Что это было? По всей вероятности, чей-нибудь телефон или адрес, о котором почему-то они оба не хотели говорить в присутствии всех.
Мы живем с папой в центре Карловых Вар, в отеле «Пупп» (в то время – «Москва») вместе со всеми приезжими из демократических стран. Шикарный отель с красной плюшевой мебелью, позолотой, с огромными зеркалами от пола до потолка. Папа предупредил, пока нас оформляли:
– Поднимешься по этой лестнице и поверни сразу налево. А то в прошлом году твоя Надя вошла в зеркало.
Я ничего не поняла. Поднялась по ступенькам и остановилась на большой площадке. Справа и слева уходили вверх две широкие прекрасные лестницы. Лестница справа влекла меня точно магнитом, я сделала шаг и, глядя на свое отражение, двинулась туда. Но остановилась вовремя. В прошлом году Надя этого сделать не успела.
Дважды в день мы ходим пить воду в «Колоннаду». Мне это напоминает романы Тургенева.

Данные

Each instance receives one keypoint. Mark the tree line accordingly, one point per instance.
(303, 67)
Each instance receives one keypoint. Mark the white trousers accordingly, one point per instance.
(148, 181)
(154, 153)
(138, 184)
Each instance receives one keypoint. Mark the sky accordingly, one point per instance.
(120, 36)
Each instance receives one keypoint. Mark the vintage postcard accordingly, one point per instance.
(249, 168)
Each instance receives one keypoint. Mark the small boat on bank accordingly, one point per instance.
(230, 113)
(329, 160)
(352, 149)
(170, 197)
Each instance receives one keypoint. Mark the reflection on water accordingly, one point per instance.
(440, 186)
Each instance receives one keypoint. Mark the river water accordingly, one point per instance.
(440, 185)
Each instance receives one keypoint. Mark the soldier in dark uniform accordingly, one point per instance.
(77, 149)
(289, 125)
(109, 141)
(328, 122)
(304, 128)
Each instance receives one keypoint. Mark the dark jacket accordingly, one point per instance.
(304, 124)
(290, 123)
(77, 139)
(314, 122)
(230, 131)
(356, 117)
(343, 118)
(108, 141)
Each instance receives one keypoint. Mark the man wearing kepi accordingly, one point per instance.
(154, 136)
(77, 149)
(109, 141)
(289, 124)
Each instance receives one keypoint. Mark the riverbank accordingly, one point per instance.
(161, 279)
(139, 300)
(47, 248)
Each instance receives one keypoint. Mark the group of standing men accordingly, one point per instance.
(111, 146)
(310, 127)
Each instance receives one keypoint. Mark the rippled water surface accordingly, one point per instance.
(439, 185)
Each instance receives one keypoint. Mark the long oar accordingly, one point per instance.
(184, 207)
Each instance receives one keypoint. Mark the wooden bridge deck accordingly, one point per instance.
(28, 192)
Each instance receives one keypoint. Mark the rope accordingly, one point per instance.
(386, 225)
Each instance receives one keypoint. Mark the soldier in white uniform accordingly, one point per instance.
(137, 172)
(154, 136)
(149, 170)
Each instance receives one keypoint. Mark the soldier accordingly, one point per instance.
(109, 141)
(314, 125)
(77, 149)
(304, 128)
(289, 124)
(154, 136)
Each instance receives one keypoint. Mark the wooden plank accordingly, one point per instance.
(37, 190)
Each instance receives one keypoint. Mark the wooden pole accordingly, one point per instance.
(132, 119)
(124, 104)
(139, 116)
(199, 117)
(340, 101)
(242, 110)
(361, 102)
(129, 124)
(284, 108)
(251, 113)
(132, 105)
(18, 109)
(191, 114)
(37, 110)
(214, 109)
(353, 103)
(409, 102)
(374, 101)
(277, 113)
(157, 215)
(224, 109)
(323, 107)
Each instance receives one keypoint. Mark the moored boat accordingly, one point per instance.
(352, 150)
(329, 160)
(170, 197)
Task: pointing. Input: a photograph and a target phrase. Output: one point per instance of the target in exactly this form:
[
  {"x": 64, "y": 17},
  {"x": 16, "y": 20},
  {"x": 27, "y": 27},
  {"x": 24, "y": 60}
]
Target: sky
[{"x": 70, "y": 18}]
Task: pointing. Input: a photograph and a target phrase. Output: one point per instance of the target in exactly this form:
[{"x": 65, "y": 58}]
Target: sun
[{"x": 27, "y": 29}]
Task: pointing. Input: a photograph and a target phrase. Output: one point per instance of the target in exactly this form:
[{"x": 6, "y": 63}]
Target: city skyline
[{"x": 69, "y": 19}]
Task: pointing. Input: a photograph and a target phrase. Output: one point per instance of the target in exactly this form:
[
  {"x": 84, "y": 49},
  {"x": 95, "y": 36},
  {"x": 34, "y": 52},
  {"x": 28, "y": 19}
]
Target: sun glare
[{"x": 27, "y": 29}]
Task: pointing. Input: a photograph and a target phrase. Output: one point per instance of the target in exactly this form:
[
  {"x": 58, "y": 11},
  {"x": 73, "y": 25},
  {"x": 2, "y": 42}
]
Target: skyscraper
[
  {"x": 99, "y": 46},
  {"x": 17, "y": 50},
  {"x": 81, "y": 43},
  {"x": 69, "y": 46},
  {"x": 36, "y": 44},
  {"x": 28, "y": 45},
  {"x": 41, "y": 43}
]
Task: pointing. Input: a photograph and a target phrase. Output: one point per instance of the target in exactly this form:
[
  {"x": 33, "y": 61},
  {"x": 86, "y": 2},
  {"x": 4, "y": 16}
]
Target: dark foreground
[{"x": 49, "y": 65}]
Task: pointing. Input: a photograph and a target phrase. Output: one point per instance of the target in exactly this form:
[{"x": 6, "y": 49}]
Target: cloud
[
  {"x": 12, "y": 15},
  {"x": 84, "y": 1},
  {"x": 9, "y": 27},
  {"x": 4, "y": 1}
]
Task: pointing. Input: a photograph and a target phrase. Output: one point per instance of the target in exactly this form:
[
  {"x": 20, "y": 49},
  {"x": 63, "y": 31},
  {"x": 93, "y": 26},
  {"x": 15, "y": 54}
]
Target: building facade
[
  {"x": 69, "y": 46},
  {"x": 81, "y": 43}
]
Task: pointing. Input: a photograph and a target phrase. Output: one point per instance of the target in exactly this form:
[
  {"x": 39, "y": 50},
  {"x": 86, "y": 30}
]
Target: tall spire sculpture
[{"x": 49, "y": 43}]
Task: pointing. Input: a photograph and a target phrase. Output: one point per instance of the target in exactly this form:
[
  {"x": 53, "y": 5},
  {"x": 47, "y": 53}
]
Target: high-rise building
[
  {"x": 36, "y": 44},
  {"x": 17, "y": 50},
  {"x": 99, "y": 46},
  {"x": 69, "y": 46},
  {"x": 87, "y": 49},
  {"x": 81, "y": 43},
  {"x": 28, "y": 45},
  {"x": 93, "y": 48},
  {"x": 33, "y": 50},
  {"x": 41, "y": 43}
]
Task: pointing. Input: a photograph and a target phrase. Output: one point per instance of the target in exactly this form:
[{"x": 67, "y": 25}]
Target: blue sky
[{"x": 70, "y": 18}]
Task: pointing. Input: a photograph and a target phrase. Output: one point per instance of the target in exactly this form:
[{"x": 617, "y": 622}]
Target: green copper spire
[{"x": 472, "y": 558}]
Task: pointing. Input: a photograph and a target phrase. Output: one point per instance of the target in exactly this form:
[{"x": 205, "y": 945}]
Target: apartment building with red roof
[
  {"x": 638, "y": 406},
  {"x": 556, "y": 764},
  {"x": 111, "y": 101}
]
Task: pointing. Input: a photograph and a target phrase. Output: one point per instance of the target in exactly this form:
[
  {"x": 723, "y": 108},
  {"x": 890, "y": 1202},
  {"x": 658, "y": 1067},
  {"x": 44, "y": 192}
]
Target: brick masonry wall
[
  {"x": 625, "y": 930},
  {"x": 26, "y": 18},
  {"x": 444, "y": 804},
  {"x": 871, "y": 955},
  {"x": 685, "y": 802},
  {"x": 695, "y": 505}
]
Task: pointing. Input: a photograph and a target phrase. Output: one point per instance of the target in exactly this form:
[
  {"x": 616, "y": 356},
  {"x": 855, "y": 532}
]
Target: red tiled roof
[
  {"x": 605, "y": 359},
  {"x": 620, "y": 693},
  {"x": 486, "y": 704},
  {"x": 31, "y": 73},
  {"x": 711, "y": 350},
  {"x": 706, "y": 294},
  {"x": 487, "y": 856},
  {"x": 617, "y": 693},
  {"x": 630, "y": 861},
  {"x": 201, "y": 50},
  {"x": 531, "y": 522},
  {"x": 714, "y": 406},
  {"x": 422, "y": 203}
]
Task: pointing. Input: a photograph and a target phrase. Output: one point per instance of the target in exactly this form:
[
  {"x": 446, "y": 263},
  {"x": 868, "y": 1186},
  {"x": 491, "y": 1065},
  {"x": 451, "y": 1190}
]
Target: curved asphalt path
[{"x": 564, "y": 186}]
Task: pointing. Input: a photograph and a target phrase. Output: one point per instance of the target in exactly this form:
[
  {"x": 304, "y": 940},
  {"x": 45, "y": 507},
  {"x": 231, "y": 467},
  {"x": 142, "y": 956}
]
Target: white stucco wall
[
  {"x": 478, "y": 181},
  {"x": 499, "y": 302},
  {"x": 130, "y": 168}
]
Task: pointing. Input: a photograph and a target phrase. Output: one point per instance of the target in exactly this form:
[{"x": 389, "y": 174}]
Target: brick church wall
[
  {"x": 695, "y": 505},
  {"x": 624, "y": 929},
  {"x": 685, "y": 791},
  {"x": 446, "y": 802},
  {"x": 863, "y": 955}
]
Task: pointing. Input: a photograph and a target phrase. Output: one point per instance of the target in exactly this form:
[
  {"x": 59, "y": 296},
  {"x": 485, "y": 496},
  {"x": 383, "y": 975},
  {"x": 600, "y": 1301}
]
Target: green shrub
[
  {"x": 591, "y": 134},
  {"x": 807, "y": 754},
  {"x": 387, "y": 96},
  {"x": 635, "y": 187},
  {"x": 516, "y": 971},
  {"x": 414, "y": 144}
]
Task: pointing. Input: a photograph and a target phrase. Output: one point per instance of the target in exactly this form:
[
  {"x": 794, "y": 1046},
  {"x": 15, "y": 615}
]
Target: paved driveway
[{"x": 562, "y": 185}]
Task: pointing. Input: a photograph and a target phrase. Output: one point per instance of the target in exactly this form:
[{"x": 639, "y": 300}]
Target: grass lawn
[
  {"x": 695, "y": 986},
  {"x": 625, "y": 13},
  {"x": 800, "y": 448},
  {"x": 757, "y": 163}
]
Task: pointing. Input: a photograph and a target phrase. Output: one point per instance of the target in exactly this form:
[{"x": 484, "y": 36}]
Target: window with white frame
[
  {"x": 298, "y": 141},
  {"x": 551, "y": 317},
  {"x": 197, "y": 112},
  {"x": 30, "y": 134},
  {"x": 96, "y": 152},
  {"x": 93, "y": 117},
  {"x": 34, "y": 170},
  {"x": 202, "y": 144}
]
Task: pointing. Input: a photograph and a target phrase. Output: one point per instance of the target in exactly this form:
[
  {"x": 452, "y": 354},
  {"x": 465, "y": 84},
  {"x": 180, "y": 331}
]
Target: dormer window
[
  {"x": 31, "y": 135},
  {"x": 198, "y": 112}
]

Вопросы к тексту
A) Верните фрагмент текста о Карловых Варах, начав с того места, где стоят слова «Я ничего не», и остановившись после слов «напоминает романы Тургенева.».
B) Перечислите всё, что названо в описании отеля в предложении текста о Карловых Варах, которое начинается словами «Шикарный отель».
C) Ответьте на вопросы по тексту о Карловых Варах.
(i) Как в то время назывался отель «Пупп»?
(ii) Сколько раз в день они ходят пить воду в «Колоннаду»?
(iii) Что, по словам папы, произошло с Надей в прошлом году?

Результаты выполнения
A)
Я ничего не поняла. Поднялась по ступенькам и остановилась на большой площадке. Справа и слева уходили вверх две широкие прекрасные лестницы. Лестница справа влекла меня точно магнитом, я сделала шаг и, глядя на свое отражение, двинулась туда. Но остановилась вовремя. В прошлом году Надя этого сделать не успела.
Дважды в день мы ходим пить воду в «Колоннаду». Мне это напоминает романы Тургенева.

B) красная плюшевая мебель; позолота; огромные зеркала от пола до потолка

C)
(i) «Москва».
(ii) Дважды.
(iii) Она вошла в зеркало.